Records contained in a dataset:
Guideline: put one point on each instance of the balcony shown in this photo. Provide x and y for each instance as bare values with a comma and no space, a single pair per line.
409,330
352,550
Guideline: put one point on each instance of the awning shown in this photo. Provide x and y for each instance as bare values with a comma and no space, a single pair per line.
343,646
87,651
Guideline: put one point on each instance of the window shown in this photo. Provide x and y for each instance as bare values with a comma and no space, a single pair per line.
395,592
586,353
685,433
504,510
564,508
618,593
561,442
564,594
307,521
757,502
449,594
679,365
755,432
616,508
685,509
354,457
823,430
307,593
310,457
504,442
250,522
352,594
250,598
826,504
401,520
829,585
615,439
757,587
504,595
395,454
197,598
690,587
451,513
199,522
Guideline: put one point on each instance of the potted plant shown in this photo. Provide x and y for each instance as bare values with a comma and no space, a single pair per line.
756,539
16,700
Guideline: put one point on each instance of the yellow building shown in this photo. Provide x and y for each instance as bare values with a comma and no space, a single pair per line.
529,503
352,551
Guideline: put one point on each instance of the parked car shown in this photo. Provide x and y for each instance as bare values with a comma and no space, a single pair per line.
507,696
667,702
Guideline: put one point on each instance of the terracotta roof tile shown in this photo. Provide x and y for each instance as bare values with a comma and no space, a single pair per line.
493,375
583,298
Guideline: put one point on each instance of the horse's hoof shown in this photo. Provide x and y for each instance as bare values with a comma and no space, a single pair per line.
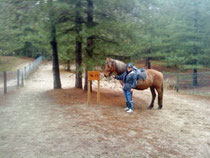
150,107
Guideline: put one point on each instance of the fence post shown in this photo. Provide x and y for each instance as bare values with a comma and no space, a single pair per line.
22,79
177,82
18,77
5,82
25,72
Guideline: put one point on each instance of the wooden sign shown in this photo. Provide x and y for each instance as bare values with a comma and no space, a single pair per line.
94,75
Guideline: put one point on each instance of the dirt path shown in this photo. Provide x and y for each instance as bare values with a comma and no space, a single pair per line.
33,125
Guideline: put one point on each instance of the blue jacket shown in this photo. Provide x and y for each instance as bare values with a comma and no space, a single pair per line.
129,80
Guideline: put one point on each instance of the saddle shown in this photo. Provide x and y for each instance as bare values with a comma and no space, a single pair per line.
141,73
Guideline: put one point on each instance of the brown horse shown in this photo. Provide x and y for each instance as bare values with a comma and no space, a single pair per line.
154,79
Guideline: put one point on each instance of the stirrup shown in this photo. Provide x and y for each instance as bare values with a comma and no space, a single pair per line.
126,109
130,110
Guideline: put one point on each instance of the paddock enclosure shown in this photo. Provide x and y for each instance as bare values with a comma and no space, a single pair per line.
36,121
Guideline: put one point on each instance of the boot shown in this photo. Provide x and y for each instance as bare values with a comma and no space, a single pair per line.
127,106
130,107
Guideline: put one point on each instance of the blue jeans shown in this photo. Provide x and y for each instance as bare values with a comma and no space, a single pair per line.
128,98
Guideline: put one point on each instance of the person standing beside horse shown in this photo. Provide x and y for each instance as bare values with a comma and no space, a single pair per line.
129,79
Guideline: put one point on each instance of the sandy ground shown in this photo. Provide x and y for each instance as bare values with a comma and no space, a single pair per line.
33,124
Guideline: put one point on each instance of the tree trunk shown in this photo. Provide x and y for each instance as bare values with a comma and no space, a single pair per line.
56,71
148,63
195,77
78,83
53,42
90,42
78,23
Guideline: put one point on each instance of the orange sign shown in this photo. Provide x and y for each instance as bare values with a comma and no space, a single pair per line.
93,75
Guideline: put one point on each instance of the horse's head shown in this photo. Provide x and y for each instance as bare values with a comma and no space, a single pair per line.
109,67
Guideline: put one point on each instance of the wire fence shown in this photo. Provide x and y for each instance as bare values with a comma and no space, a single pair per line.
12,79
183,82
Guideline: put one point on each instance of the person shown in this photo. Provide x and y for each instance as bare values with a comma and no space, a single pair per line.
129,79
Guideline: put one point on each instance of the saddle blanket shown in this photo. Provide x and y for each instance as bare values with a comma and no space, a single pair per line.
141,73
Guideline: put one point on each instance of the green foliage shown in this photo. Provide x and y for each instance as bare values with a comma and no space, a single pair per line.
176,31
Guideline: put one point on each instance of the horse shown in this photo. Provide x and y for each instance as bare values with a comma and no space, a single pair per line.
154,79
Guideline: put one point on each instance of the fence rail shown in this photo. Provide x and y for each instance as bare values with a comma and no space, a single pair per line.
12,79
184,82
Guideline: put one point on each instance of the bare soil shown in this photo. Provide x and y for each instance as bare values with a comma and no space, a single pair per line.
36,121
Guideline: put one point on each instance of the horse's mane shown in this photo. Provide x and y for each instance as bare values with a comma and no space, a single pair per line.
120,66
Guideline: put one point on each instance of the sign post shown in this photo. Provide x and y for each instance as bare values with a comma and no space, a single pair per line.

--

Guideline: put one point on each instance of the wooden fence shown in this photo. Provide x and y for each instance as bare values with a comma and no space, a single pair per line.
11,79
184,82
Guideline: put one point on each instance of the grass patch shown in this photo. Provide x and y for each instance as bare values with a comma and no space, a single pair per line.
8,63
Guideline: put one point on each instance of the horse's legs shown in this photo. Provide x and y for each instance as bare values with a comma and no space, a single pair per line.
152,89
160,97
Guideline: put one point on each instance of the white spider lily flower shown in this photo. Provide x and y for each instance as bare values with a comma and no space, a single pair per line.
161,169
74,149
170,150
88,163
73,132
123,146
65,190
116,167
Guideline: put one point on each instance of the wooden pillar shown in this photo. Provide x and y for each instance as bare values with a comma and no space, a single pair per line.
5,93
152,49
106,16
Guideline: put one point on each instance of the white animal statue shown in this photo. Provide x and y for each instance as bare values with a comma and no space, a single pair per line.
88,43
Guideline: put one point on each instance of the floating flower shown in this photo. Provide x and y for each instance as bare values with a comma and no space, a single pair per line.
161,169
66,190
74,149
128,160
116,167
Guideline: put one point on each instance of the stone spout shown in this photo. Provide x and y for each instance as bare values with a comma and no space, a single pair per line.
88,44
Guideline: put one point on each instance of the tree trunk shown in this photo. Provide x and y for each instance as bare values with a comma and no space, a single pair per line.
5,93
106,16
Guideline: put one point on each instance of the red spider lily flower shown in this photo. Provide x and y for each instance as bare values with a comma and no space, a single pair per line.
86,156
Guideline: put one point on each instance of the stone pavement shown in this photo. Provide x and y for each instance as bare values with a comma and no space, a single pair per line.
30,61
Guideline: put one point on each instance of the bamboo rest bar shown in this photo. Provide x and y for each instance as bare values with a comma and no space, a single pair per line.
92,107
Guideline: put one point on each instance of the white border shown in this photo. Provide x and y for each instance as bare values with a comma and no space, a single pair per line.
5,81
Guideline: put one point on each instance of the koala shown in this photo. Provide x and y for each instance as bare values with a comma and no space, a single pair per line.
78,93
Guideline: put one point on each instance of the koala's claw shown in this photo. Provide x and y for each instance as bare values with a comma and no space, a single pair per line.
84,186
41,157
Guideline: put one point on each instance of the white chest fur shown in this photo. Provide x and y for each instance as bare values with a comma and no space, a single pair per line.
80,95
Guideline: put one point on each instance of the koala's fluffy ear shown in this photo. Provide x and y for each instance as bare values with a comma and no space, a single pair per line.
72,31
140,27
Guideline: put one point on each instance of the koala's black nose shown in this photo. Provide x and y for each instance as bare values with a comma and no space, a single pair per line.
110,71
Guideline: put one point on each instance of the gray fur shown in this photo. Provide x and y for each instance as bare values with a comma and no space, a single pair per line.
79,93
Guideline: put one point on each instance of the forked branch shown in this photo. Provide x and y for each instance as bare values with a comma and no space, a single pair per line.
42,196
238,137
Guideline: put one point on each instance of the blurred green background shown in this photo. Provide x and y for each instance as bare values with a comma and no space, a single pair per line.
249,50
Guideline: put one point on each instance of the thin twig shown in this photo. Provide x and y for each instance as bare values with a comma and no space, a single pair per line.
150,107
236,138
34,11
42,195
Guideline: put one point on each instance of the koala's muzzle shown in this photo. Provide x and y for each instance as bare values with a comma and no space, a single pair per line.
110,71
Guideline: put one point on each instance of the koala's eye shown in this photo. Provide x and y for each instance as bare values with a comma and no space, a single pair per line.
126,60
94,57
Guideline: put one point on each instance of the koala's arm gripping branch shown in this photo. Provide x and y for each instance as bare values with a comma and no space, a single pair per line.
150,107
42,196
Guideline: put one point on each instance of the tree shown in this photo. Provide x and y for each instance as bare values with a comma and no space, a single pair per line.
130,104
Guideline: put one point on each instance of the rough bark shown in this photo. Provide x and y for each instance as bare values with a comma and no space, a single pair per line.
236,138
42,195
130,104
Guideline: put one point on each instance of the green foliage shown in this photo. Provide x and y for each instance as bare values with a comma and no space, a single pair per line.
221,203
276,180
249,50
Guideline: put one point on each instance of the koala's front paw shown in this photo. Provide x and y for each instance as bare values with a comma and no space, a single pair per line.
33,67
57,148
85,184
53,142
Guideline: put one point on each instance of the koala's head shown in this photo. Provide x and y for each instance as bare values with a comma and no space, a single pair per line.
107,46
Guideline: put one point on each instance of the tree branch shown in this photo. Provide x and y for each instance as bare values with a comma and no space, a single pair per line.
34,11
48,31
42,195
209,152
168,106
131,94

* * *

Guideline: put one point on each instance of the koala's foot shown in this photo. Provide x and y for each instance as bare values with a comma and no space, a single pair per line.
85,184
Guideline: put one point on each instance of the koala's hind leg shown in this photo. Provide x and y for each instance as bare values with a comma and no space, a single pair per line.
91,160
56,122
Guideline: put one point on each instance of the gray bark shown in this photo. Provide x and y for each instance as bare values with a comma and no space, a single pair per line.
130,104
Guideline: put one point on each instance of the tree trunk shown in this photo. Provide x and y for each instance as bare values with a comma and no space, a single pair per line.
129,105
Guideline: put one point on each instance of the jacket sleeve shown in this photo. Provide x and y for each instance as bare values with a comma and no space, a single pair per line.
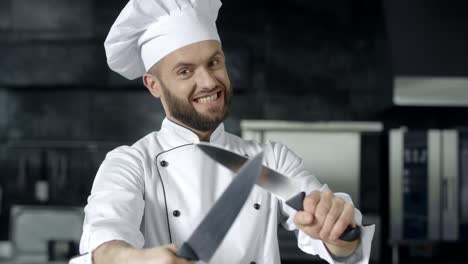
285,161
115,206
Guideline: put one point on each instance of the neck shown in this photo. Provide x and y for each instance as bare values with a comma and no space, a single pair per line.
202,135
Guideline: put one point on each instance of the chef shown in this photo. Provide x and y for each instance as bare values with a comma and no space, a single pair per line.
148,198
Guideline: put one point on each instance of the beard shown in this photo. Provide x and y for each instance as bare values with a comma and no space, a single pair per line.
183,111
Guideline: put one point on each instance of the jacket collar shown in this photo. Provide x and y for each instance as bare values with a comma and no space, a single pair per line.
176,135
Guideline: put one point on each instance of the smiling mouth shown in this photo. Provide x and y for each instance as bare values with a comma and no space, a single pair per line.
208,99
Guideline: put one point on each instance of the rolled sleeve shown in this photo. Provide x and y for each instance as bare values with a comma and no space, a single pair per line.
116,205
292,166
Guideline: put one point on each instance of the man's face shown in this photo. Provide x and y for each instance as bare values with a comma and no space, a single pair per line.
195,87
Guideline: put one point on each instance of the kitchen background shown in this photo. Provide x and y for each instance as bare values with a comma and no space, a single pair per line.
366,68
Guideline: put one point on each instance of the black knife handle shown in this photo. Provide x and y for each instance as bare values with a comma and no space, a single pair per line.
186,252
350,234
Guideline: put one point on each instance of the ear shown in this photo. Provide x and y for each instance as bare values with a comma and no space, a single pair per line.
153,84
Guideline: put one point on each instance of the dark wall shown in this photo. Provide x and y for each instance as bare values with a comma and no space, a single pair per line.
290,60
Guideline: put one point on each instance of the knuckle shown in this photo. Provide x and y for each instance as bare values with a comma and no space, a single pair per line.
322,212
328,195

What is being asked: For the lines above, output exactly those from the line containing "Guideline: put one point on each instance of the horse's mane" through the line containing "Guideline: put one point on each instance of the sign", and skip the others.

Result of the exercise:
Guideline: put one point on each instance of the horse's mane shown in this photo. Provide x and y for each instance as bare values with a comma and no space, a single pair per line.
120,66
Guideline: put one point on each instance of the sign post shown in this photo. Provide x and y for each instance as bare values with a comma and no space, a single pair per line.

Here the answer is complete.